● STATED PROBLEM: Reproduce the listing below verbatim.
— START —
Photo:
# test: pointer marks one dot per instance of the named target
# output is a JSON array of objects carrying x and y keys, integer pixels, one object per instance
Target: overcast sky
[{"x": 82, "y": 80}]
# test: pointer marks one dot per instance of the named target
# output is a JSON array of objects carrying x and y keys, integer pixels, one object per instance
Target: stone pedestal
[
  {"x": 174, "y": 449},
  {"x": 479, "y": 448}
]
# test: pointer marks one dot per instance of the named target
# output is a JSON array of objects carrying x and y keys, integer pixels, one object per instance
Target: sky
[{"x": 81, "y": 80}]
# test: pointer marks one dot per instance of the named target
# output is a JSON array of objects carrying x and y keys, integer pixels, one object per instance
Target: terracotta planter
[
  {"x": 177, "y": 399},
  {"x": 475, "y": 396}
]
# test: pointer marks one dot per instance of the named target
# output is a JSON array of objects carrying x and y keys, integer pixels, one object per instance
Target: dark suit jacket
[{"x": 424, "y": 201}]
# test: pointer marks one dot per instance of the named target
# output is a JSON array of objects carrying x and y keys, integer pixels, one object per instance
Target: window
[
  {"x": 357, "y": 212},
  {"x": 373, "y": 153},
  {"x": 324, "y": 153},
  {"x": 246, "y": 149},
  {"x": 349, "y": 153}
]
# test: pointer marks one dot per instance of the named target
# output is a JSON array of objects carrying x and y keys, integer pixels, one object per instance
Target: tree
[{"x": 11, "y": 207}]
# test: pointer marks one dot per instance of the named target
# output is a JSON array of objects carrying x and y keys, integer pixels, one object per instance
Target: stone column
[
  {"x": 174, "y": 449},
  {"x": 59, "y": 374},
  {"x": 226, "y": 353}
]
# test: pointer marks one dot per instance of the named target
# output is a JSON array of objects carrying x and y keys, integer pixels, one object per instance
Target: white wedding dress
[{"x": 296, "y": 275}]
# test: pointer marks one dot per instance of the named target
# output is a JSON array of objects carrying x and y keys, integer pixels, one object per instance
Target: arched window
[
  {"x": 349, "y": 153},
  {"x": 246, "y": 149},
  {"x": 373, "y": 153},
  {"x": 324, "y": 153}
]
— END —
● EXERCISE SOLUTION:
Photo:
# test: pointer marks one dot per instance of the named target
# output is a JSON array of objects carrying x and y keys, integer pixels, one object per instance
Target: overcast sky
[{"x": 82, "y": 80}]
# test: pointer marks one dot per instance of the named target
# output is a JSON array of objects carrying x and y keys, integer pixels, one object per instance
Target: stone pedestal
[
  {"x": 174, "y": 449},
  {"x": 479, "y": 448}
]
# test: pointer marks one dot per instance of the named target
# output is a JSON array of objects carrying x and y keys, integer pixels, one object per instance
Target: sky
[{"x": 81, "y": 80}]
# test: pointer marks one dot per instance of the named target
# output is a JSON array of objects carrying x and y keys, integer pixels, one object per instance
Target: terracotta planter
[
  {"x": 177, "y": 399},
  {"x": 475, "y": 396}
]
# test: pointer marks one dot per instance of the named target
# output is a JSON array of objects carrying x and y keys, integer pixels, one object per instance
Target: dark suit jacket
[{"x": 424, "y": 201}]
# test: pointer marks one dot per instance of the named target
# output is a JSON array of objects carrying x and y keys, integer pixels, one object per instance
Target: window
[
  {"x": 357, "y": 212},
  {"x": 373, "y": 153},
  {"x": 324, "y": 153},
  {"x": 246, "y": 149},
  {"x": 349, "y": 153}
]
# test: pointer marks one dot per instance of the named target
# output is a JSON array of objects carrying x and y keys, integer pixels, one object per instance
Target: tree
[{"x": 11, "y": 207}]
# test: pointer marks one dot per instance of the named target
# output is a JSON array of objects carrying x and y keys, integer pixels, one object per instance
Target: stone column
[
  {"x": 174, "y": 449},
  {"x": 59, "y": 374},
  {"x": 226, "y": 353}
]
# test: pointer marks one dot per instance of the named target
# output is a JSON array of objects carrying x and y keys, integer pixels, one object per instance
Target: white wedding dress
[{"x": 296, "y": 275}]
# test: pointer marks one dot per instance of the named target
# output is a JSON array of objects carrying x and y keys, integer pixels, one object per instance
Target: arched window
[
  {"x": 349, "y": 153},
  {"x": 246, "y": 149},
  {"x": 373, "y": 153},
  {"x": 324, "y": 153}
]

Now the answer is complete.